OBJECTIF - Recopiez mot pour mot le passage du texte sur les parents et l'enfant qui va de « Comme ils veulent » à « au destin bancal ? », ces deux bornes comprises.

Comme ils veulent plus de miroirs, les parents ont inventé des doubles à la peau lisse et rosée sans matifiant, des doubles sur lesquels ils projettent leurs idéaux, qui les dédouanent de leur absence d’action, ils s’appuient très souvent sur le vide pour construire un faux projet en forme de poupon vivant, quand ce dernier n’est pas un pansement pour recouvrir les plaies du couple. L’enfant est devenu trop souvent une occupation, un tue-temps, rempart implacable contre l’ennui, la promesse aussi pour une consommatrice aguerrie qu’elle continuera toujours à faire sonner ses talons sur le carrelage pailleté des commerces. Le désir de filiation ne pourrait-il pas être pallié si avoir un enfant n’était pas un projet de vie, voire une échappatoire pour les femmes au destin bancal ?

L’insécurité, qui est censée appartenir à la rue, engorge en réalité le cocon familial ; j’irai pleurer pour que l’enfant n’appartienne plus seulement à cette cellule, trop néfaste, auto-mutilante, je lui donnerai la possibilité de changer de lieu, d’acquérir cette ouverture, de comprendre qu’il est acteur, de son entourage. Je supplierai l’État de participer excessivement à cette éducation, gommer les différences sociales à la racine. Je lui montrerai la voie afin de créer des structures pour s’occuper des enfants dès les premiers mois, et à l’image des maisons de retraite,  prendre en main ces êtres dépendants, faire se rencontrer toutes ces peaux plissées.

LISTING EXTRAIT -
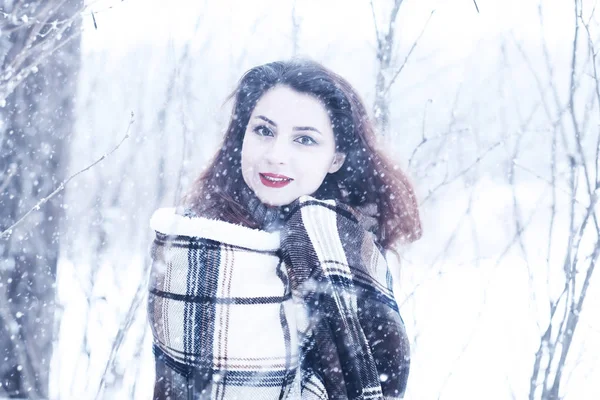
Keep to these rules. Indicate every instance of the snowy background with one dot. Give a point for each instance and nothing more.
(488, 116)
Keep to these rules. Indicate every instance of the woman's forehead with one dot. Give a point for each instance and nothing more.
(283, 105)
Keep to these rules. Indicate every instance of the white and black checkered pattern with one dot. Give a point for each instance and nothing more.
(305, 313)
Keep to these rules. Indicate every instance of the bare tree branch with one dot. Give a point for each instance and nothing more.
(7, 232)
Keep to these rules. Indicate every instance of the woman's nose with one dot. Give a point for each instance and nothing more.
(278, 152)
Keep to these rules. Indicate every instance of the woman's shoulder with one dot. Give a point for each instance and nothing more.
(364, 217)
(172, 221)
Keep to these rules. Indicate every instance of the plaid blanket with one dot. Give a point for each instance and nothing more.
(304, 313)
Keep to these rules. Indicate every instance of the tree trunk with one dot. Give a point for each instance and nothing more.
(36, 121)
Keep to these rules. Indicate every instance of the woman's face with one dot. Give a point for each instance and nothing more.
(288, 147)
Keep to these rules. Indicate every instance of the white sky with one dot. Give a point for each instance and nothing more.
(123, 23)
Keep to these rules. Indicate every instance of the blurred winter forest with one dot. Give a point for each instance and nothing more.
(491, 106)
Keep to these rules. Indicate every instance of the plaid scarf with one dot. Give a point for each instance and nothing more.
(303, 312)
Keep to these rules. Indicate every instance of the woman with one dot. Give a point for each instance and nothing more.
(269, 282)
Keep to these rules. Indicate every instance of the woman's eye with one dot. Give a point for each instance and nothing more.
(306, 140)
(262, 130)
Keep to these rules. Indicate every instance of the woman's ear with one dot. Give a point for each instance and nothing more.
(337, 162)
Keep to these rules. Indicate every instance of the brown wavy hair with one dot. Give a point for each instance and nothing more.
(367, 175)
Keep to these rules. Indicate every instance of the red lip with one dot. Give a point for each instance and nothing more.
(279, 184)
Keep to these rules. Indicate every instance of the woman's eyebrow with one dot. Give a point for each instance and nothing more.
(307, 128)
(266, 120)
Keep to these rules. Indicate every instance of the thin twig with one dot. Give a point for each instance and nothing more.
(412, 48)
(7, 232)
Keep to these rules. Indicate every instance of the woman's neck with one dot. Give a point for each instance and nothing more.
(269, 218)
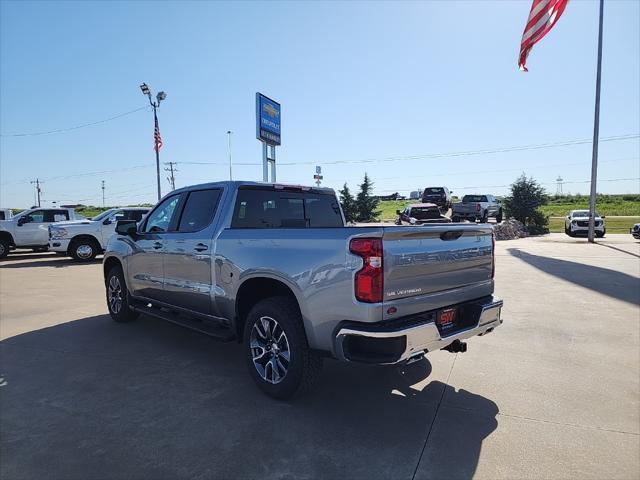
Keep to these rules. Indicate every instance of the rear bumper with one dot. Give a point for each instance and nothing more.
(395, 342)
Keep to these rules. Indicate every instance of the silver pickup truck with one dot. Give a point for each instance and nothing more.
(274, 267)
(477, 208)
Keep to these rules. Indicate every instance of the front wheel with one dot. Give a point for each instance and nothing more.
(84, 250)
(4, 247)
(278, 355)
(118, 297)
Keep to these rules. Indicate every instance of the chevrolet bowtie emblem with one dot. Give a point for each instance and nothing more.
(271, 111)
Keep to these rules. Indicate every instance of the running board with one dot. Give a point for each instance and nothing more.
(221, 332)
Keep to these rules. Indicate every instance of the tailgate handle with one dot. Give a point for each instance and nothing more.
(451, 235)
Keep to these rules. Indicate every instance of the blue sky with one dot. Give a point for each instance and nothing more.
(357, 81)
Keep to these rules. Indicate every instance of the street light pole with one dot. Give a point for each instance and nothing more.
(229, 132)
(156, 132)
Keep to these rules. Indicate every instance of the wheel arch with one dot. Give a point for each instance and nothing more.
(254, 289)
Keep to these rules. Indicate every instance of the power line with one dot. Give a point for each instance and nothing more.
(62, 130)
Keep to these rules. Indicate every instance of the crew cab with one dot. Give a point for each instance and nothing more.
(29, 229)
(419, 214)
(274, 267)
(83, 240)
(577, 223)
(477, 208)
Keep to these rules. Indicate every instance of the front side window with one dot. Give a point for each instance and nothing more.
(199, 210)
(265, 208)
(160, 219)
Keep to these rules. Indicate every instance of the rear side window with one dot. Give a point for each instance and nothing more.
(257, 208)
(199, 210)
(474, 198)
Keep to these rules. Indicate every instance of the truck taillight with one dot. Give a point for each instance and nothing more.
(369, 279)
(493, 254)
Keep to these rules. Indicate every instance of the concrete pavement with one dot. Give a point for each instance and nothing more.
(553, 393)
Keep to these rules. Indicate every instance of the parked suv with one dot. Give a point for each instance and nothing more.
(441, 196)
(83, 240)
(577, 222)
(477, 208)
(274, 267)
(29, 229)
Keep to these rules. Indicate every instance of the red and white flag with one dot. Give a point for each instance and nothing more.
(543, 16)
(157, 138)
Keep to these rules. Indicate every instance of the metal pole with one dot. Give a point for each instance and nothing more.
(273, 163)
(229, 132)
(596, 132)
(265, 163)
(155, 144)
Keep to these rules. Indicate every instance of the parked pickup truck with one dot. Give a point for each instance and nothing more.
(420, 213)
(83, 240)
(274, 267)
(29, 229)
(477, 208)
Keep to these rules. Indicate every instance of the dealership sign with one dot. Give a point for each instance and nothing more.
(267, 120)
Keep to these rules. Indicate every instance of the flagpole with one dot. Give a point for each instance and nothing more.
(596, 132)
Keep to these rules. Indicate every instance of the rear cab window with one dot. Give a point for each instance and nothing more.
(265, 207)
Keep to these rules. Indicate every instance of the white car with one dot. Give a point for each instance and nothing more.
(577, 222)
(29, 229)
(85, 239)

RÉPONSE -
Comme ils veulent plus de miroirs, les parents ont inventé des doubles à la peau lisse et rosée sans matifiant, des doubles sur lesquels ils projettent leurs idéaux, qui les dédouanent de leur absence d’action, ils s’appuient très souvent sur le vide pour construire un faux projet en forme de poupon vivant, quand ce dernier n’est pas un pansement pour recouvrir les plaies du couple. L’enfant est devenu trop souvent une occupation, un tue-temps, rempart implacable contre l’ennui, la promesse aussi pour une consommatrice aguerrie qu’elle continuera toujours à faire sonner ses talons sur le carrelage pailleté des commerces. Le désir de filiation ne pourrait-il pas être pallié si avoir un enfant n’était pas un projet de vie, voire une échappatoire pour les femmes au destin bancal ?